(What this exercise asks):
[a] In the computing news text, what makes phishers' e-mail messages look official?
[b] Decide whether each statement agrees with the computing news text, answering yes or no and quoting the deciding words: (i) The PC Clinic accepts walk-in visitors without an appointment. (ii) Clicking "This is Spam" puts the sender's address on the Black List. (iii) Temple's share of incoming spam is much higher than the national average.
[c] From the computing news text, return the passage that starts at the words "TUmail will then" and ends after the words "other personal information.", copied without changes.

(Passage for review):
---*---
Help Desk initiates PC Clinic
In response to the dramatic increase in the number of computers compromised by viruses and spyware, the Help Desk has created a new free consulting service called the PC Clinic. A PC Clinic session consists of a small group of students, faculty or staff who work with an assigned Help Desk consultant to troubleshoot and repair their own computers. By taking an active role in the process, participants learn preventive measures for avoiding similar problems in the future.
The PC Clinic is open to students, faculty and staff by appointment only. To schedule a session, contact the Help Desk at 204-8000.
Filter out unwanted e-mails
Approximately 65 percent of Temple’s incoming mail is classified as spam, a figure similar to the national average. The TUmail spam filters are on the job working to block out this enormous amount of junk mail from reaching your account. While filtering goes on automatically behind the scenes, you can maximize this process by taking advantage of several TUmail options.
If you log in to the TUmail site, you will see a link to the junk mail folder on menu list. Click on this folder and review your messages. You will not only see how much junk mail never reaches your account, but you may also see messages that should not have been filtered out.
If you see a legitimate message:
1. Open the message.
2. Go to the “From” line, click on “This is Not Spam” and then click on OK to accept the default options.
TUmail will add this sender’s e-mail address to your White List and move the message to your Inbox.
Alternatively, the TUmail junk mail filter eliminates most but not all spam from reaching your Inbox. To prevent receiving future messages from a sender:
1. Open the unwanted message in your Inbox.
2. Go to the “From” line, click on “This is Spam,” and then click on OK to accept the default options.
TUmail will then add the sender’s address to your Black List and move the message to the Junk Mail folder.
For additional information on using the various TUmail options, go to www.temple.edu/cs/tumail.
Don’t get hooked by phishers
Along with spam and viruses, a new online danger called phishing has emerged. “Phishers” present themselves as familiar, legitimate businesses in order to first gain your trust and then acquire your personal information.
Phishers send out e-mail messages that look official because they use the stolen logos and mimicked patterns of banks, credit card companies and brokerage firms in an attempt to direct you to their Web site. Once you go to the bogus site, which looks legitimate, you will be asked to enter passwords, credit card or bank account numbers, Social Security numbers or other personal information.
---*---
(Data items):
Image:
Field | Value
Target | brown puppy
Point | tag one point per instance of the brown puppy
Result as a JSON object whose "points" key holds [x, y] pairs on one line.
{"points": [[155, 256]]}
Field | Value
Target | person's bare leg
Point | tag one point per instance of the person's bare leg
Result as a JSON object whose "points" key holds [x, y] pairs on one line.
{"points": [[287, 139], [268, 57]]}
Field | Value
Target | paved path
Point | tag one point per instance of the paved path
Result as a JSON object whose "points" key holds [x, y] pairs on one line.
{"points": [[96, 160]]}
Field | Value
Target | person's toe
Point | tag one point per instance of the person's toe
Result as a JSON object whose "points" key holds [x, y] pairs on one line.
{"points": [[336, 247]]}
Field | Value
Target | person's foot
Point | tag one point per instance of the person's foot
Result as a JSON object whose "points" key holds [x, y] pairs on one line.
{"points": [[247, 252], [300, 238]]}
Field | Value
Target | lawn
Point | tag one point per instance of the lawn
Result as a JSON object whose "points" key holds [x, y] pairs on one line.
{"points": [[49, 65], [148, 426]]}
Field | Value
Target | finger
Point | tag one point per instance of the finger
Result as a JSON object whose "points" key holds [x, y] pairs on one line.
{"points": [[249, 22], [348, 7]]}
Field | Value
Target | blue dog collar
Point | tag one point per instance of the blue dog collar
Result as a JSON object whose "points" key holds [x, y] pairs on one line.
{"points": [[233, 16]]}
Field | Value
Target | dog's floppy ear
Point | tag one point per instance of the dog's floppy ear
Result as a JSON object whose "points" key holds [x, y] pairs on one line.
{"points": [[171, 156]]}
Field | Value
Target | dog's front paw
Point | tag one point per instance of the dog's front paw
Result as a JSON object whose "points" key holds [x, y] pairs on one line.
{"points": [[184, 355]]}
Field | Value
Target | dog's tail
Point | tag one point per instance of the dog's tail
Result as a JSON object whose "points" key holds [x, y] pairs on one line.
---*---
(Answers provided):
[a] They look official because they use the stolen logos and mimicked patterns of banks, credit card companies and brokerage firms.

[b]
(i) No: "The PC Clinic is open to students, faculty and staff by appointment only."
(ii) Yes: "TUmail will then add the sender’s address to your Black List"
(iii) No: "a figure similar to the national average"

[c]
TUmail will then add the sender’s address to your Black List and move the message to the Junk Mail folder.
For additional information on using the various TUmail options, go to www.temple.edu/cs/tumail.
Don’t get hooked by phishers
Along with spam and viruses, a new online danger called phishing has emerged. “Phishers” present themselves as familiar, legitimate businesses in order to first gain your trust and then acquire your personal information.
Phishers send out e-mail messages that look official because they use the stolen logos and mimicked patterns of banks, credit card companies and brokerage firms in an attempt to direct you to their Web site. Once you go to the bogus site, which looks legitimate, you will be asked to enter passwords, credit card or bank account numbers, Social Security numbers or other personal information.